═════ Exercise text ═════
It sounds like pathetically obvious advice but it is nevertheless true. Keep your job. Be proactive, and ask your boss or do your own research. If you know what the challenges are, you won’t be seen to be heading off in the wrong direction if the company decides it needs to change. Now is also the time to be positive and enthusiastic.

Unless you are close to retirement, there is no need to worry about investments, advisers say. Over the long term, the stock market will rise again by enough to cover this week’s losses. However anyone hoping to cash in their shares soon may be better off taking their money out now and switching to safer cash or fixed interest assets in case things get worse.

Anyone struggling with their monthly mortgage bills should consider switching from capital repayments to repaying just the interest on the loan. A lender will charge £50 for the switch, but it could shave hundreds off monthly outgoings. But this should be a short-term measure as failing to resume repaying the capital means your risk not being able to pay off the full loan at the end of term.
═════ Records supplied ═════
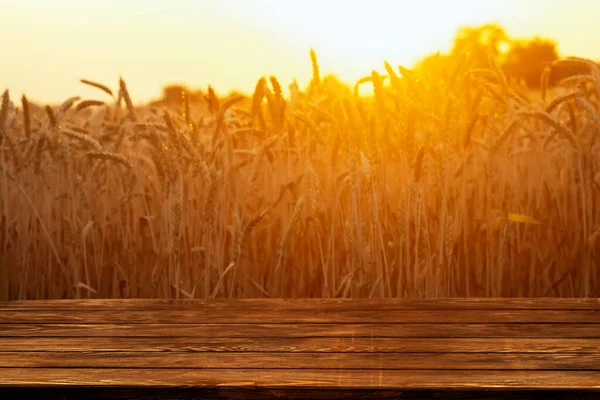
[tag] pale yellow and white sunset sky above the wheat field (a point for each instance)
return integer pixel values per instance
(46, 46)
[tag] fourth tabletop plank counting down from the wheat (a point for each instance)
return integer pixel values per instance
(296, 345)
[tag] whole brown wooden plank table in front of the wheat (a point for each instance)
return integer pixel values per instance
(303, 348)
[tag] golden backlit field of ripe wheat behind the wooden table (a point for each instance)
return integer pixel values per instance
(446, 181)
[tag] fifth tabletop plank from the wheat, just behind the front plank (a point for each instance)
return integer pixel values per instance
(300, 361)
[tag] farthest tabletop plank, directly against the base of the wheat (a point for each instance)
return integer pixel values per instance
(327, 305)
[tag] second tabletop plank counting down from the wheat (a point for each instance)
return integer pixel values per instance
(317, 315)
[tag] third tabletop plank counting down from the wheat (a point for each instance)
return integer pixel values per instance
(564, 330)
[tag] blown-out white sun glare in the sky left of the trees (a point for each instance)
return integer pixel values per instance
(354, 37)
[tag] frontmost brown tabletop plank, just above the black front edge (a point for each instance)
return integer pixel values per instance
(307, 378)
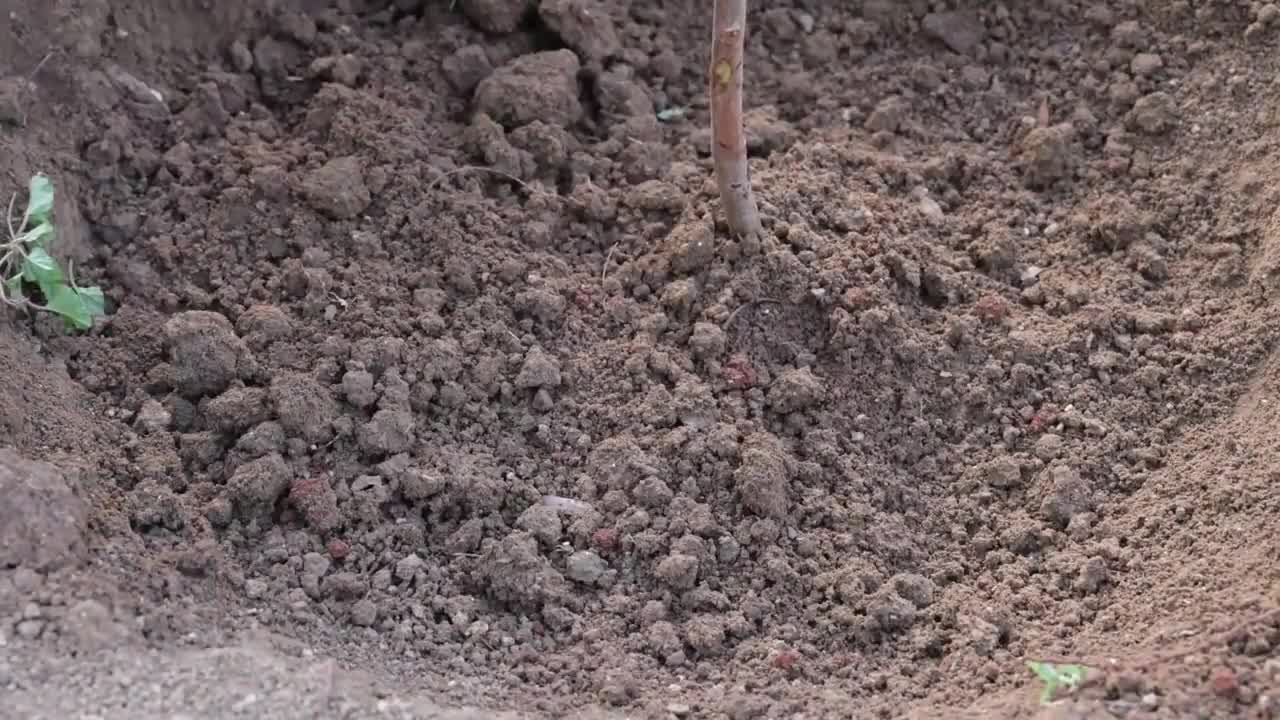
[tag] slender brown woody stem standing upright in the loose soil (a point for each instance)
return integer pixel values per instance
(729, 140)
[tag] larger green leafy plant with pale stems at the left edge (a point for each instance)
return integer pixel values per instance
(26, 265)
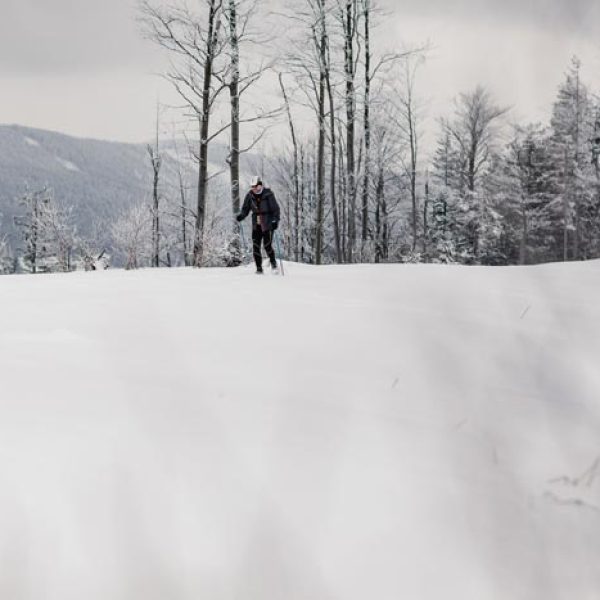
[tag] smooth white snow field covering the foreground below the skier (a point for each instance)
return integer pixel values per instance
(406, 431)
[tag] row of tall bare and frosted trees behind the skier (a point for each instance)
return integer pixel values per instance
(349, 167)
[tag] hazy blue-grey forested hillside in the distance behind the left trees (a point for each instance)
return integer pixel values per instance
(94, 185)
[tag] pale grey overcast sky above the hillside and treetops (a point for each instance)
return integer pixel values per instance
(81, 66)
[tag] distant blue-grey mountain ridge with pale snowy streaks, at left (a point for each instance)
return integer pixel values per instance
(99, 178)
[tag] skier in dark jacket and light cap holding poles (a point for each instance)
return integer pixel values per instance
(265, 220)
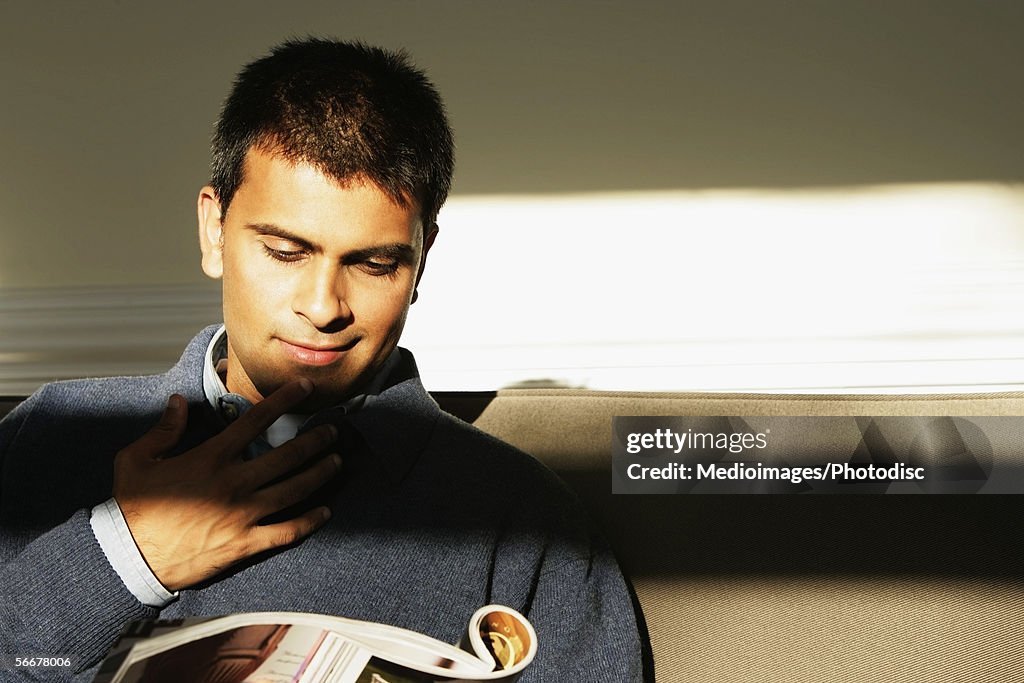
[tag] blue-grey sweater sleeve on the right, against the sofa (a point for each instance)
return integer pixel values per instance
(565, 579)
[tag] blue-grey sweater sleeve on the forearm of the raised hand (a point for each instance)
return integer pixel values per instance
(59, 595)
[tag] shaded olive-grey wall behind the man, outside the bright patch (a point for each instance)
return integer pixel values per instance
(108, 110)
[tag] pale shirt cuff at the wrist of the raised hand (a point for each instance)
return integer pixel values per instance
(117, 543)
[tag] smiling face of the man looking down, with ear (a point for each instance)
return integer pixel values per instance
(318, 277)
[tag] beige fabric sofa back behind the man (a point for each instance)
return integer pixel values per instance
(758, 589)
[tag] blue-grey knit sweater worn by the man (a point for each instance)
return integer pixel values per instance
(433, 519)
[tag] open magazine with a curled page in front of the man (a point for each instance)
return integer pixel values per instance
(292, 648)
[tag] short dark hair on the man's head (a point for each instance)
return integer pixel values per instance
(347, 109)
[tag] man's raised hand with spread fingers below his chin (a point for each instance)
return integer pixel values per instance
(194, 516)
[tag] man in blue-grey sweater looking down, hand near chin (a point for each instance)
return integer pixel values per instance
(330, 164)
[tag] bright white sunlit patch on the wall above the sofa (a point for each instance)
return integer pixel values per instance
(908, 288)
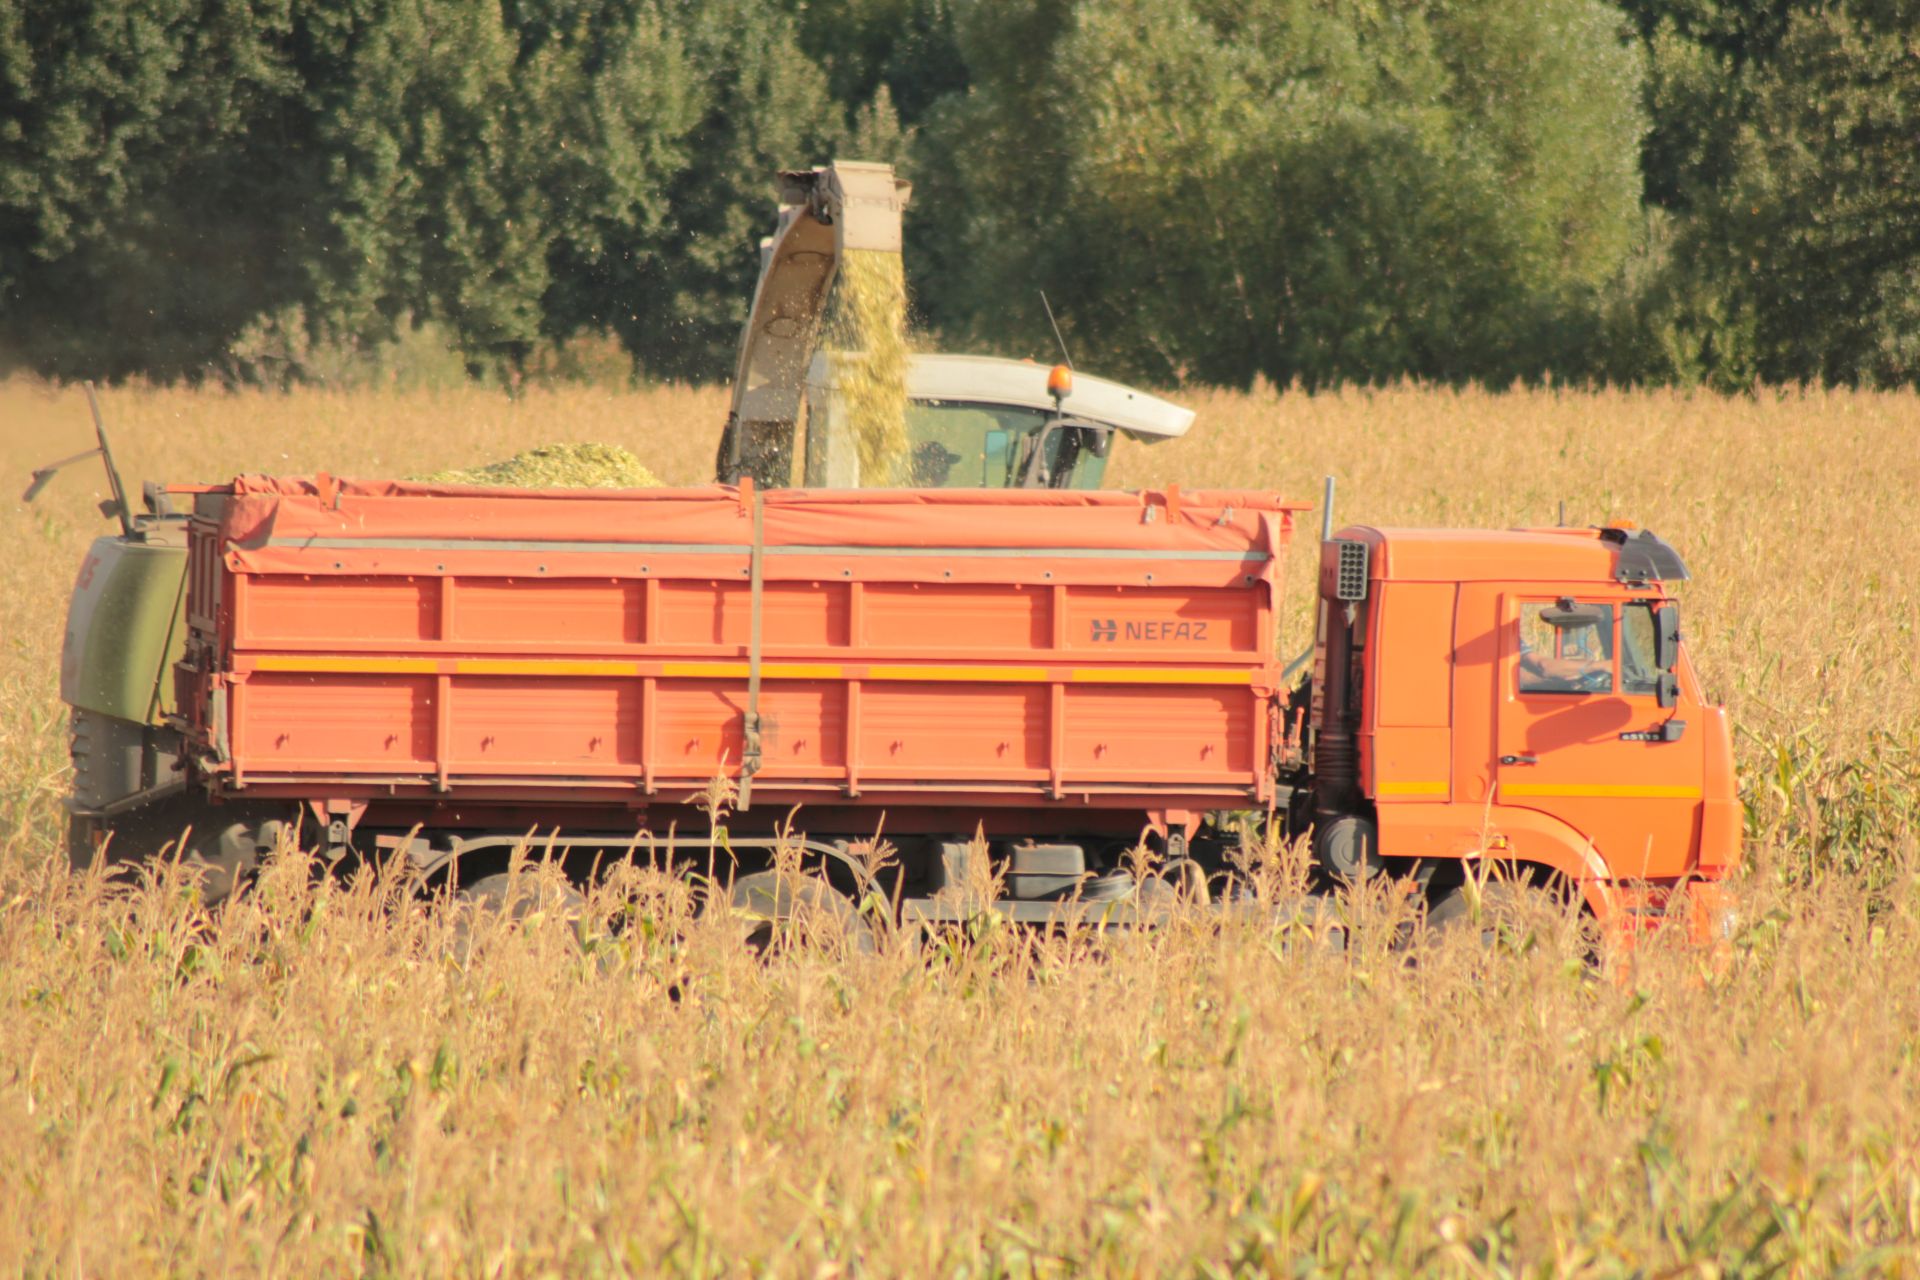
═════
Task list →
**1)** Rewrite the stretch from "Unless you are" through "end of term." in the personal finance passage, putting "holdings" in place of "shares".
**2)** Summarize the personal finance passage in two sentences.
**3)** According to the personal finance passage, how much will a lender charge for switching from capital repayments to interest-only repayments?
The saved entries are not needed for any of this work.

Answers below →
**1)**
Unless you are close to retirement, there is no need to worry about investments, advisers say. Over the long term, the stock market will rise again by enough to cover this week’s losses. However anyone hoping to cash in their holdings soon may be better off taking their money out now and switching to safer cash or fixed interest assets in case things get worse.

Anyone struggling with their monthly mortgage bills should consider switching from capital repayments to repaying just the interest on the loan. A lender will charge £50 for the switch, but it could shave hundreds off monthly outgoings. But this should be a short-term measure as failing to resume repaying the capital means your risk not being able to pay off the full loan at the end of term.

**2)** The passage advises keeping your job by being proactive, positive and enthusiastic. It says there is no need to worry about investments unless you are close to retirement or hoping to cash in shares soon, and it suggests that anyone struggling with mortgage bills consider switching to interest-only repayments as a short-term measure.

**3)** A lender will charge £50 for the switch.